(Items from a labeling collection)

## start

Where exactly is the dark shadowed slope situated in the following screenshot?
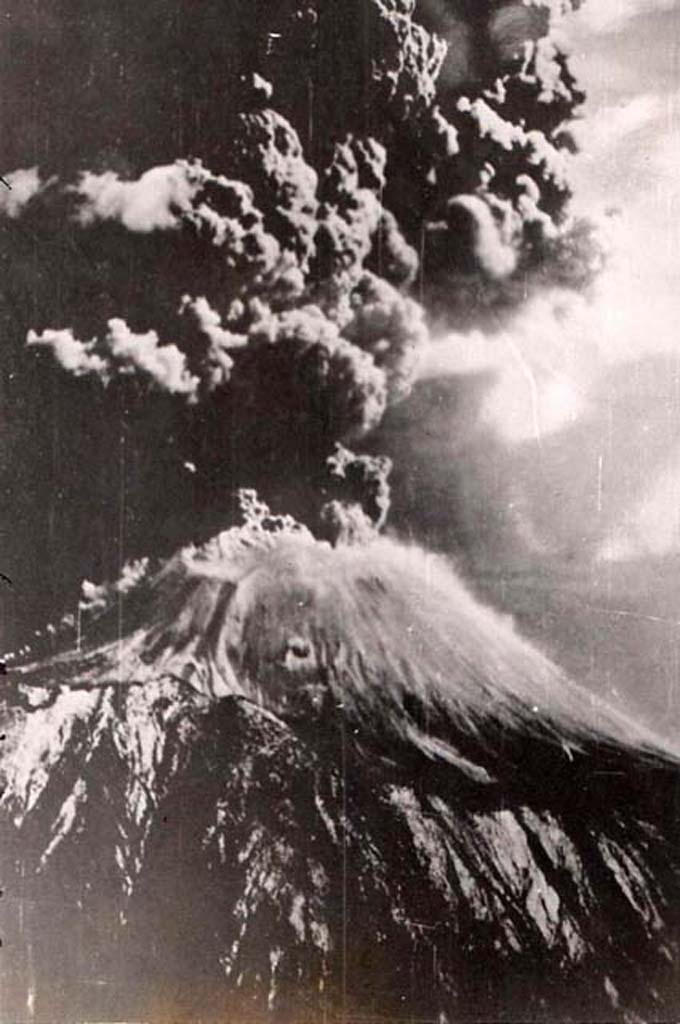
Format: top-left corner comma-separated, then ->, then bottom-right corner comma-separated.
0,523 -> 680,1024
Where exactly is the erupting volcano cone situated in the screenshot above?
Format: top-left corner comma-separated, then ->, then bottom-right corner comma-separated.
1,522 -> 680,1024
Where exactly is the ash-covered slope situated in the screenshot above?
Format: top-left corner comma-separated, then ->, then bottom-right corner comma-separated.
0,520 -> 680,1024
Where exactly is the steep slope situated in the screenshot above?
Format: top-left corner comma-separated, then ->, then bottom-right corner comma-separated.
0,521 -> 680,1024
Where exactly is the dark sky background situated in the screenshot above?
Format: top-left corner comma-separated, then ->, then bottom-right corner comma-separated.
0,0 -> 680,735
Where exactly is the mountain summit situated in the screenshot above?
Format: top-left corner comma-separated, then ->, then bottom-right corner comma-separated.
0,507 -> 680,1024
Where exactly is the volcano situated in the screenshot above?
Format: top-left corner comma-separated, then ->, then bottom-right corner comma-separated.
0,517 -> 680,1024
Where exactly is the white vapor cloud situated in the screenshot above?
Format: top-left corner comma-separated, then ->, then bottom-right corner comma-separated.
572,0 -> 677,33
70,161 -> 201,233
27,318 -> 199,398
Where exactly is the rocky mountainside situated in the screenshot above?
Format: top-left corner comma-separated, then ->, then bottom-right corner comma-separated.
0,520 -> 680,1024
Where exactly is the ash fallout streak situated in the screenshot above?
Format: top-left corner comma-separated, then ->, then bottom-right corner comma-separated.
0,0 -> 680,1024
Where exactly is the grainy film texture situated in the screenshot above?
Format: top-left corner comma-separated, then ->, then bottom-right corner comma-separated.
0,0 -> 680,1024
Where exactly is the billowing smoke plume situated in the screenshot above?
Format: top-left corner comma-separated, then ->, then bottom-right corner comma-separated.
0,0 -> 589,647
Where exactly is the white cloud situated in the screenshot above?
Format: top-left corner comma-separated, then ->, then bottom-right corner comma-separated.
569,0 -> 677,33
71,161 -> 201,233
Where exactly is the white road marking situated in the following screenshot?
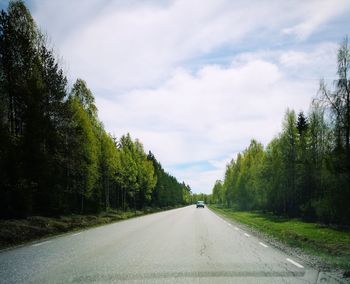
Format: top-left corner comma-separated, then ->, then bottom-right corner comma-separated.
287,258 -> 304,268
32,241 -> 51,247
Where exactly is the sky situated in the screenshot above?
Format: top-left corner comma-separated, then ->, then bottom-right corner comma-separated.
0,0 -> 350,193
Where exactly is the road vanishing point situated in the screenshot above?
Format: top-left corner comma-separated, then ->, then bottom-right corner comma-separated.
0,206 -> 340,284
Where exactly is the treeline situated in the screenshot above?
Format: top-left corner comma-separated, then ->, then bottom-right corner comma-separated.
212,38 -> 350,225
0,1 -> 191,218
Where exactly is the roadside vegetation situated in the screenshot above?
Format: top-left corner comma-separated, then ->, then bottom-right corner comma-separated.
0,0 -> 191,219
208,37 -> 350,275
0,207 -> 180,249
210,205 -> 350,276
211,37 -> 350,226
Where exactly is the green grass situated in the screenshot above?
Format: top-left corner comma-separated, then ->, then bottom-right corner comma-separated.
0,207 -> 176,249
210,206 -> 350,273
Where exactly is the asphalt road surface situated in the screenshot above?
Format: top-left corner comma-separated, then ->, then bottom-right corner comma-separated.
0,206 -> 340,283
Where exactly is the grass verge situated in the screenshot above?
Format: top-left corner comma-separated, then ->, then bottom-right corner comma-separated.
0,207 -> 178,249
209,205 -> 350,275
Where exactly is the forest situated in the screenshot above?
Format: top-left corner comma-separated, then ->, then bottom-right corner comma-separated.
212,37 -> 350,225
0,1 -> 191,218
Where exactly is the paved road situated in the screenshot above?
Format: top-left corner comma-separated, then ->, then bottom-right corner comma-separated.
0,206 -> 330,283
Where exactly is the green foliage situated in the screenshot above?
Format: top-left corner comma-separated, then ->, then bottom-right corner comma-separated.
213,39 -> 350,225
0,0 -> 191,217
211,206 -> 350,271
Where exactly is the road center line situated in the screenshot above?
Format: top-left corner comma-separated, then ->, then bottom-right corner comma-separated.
32,241 -> 51,247
287,258 -> 304,268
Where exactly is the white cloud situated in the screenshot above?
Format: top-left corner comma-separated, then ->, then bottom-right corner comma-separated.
98,55 -> 317,192
283,0 -> 350,40
27,0 -> 350,192
32,0 -> 344,91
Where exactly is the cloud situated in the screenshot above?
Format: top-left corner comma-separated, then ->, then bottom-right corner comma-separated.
31,0 -> 344,93
27,0 -> 350,192
283,0 -> 350,40
97,53 -> 324,192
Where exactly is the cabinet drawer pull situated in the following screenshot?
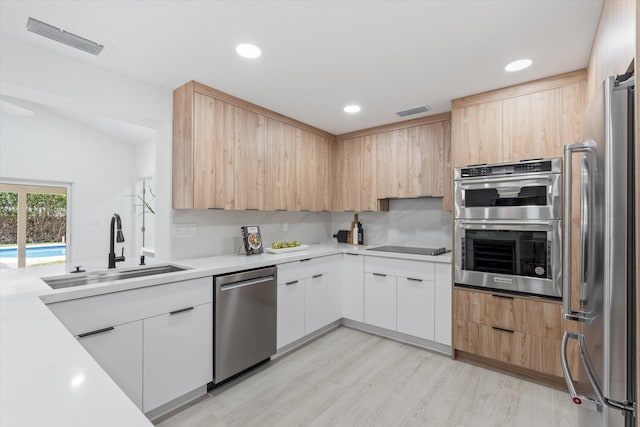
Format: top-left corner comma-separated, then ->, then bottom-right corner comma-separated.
491,326 -> 513,334
78,326 -> 115,338
491,294 -> 513,299
169,307 -> 193,315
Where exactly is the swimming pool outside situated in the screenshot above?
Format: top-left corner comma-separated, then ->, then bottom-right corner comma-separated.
0,243 -> 67,258
0,243 -> 67,268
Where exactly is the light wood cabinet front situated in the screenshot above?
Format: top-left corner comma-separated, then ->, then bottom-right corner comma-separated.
502,88 -> 564,161
334,138 -> 362,212
451,101 -> 503,166
454,288 -> 585,381
172,82 -> 335,211
451,70 -> 587,166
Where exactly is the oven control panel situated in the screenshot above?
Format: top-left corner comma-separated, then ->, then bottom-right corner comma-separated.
460,159 -> 554,178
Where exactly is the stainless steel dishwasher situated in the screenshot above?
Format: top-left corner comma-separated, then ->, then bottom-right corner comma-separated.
213,267 -> 277,384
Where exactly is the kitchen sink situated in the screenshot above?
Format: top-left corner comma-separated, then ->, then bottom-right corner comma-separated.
42,264 -> 187,289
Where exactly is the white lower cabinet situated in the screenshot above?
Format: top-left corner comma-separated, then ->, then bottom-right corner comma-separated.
398,277 -> 435,341
342,254 -> 365,322
326,255 -> 342,324
364,273 -> 396,331
143,303 -> 213,412
47,276 -> 213,412
435,264 -> 452,345
304,273 -> 328,335
276,280 -> 304,348
78,320 -> 142,410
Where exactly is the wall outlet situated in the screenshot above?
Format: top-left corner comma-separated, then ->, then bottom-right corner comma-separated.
173,224 -> 198,237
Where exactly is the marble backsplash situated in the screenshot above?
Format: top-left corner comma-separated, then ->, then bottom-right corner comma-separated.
331,197 -> 452,249
170,198 -> 452,260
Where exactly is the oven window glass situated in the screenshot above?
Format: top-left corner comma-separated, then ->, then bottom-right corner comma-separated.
463,230 -> 551,278
464,185 -> 547,208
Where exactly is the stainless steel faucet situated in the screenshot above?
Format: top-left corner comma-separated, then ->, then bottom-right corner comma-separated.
108,214 -> 124,268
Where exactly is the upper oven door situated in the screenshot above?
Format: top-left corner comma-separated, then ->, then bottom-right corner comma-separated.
454,220 -> 562,297
454,173 -> 562,220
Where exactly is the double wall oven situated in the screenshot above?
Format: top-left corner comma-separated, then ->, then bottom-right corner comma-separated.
454,158 -> 562,298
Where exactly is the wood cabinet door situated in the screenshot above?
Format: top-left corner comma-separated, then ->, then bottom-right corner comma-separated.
234,107 -> 268,210
442,120 -> 453,211
309,135 -> 334,212
482,294 -> 515,332
192,93 -> 228,209
264,118 -> 287,211
502,88 -> 564,162
360,135 -> 381,211
451,101 -> 503,166
335,138 -> 362,212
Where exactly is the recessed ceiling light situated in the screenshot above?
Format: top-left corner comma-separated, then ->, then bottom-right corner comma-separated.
504,59 -> 531,71
236,43 -> 262,59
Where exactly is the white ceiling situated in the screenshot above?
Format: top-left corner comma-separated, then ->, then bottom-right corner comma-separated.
0,0 -> 602,134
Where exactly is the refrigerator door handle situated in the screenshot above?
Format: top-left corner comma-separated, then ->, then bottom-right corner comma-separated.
576,332 -> 636,417
560,331 -> 601,410
562,141 -> 596,322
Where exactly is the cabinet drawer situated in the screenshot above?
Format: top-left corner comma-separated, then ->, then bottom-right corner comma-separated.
47,277 -> 213,335
278,257 -> 328,284
364,256 -> 435,282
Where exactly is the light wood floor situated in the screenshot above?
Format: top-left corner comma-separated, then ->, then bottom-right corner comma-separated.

## end

* **Aim**
Return the line that contains "Where exactly is the upper" and all lines after it, verbatim, and nothing else.

* **Exercise response**
Where exactly is the upper oven door situated in the screenshot above?
Format: top-left corner comma-separated, then ->, then bottom-right corner comma-separated.
454,220 -> 562,297
454,173 -> 562,220
Where exactly is the double wall oven situated in the screenshot above?
Format: top-left corner comma-separated, then ->, then bottom-right corner comma-separated.
454,158 -> 562,298
Where exactly is the wood cabinet door situated in the screenshot above?
Format: top-left corner comma-separated, then ->, then bottom-right corner comma-separated.
234,107 -> 268,210
442,120 -> 453,211
309,135 -> 334,212
482,294 -> 515,332
192,93 -> 228,209
264,118 -> 287,211
502,88 -> 564,162
360,135 -> 381,211
451,101 -> 503,166
335,138 -> 362,212
Where exactly is the recessed ceiling light situated in the screenshot above?
Format: top-left corner comma-separated, then ->, then bottom-right corner comma-separated.
504,59 -> 531,71
236,43 -> 262,59
Where exactly is the white ceiling situated in the screenshot above?
Format: top-left corner comma-separated, then ->, then bottom-right corner comma-separated.
0,0 -> 602,134
Where exactly is the refrigerator door handle situated in the screenshot above?
Format: top-left corner comma-separated, then ->, then bottom-right corner comma-separated.
576,332 -> 636,417
560,331 -> 601,410
562,141 -> 596,322
Where exactly is the cabinet drawer situated in the screenshot above?
Format: top-left corner comma-separated, then ->, then bottom-right corner comma-separated.
47,277 -> 213,335
278,257 -> 328,284
364,256 -> 435,282
Where exactly is the light wood floor situated in the screenshot above?
Format: top-left corner comma-separated, then ->, then bottom-right corner comma-separated.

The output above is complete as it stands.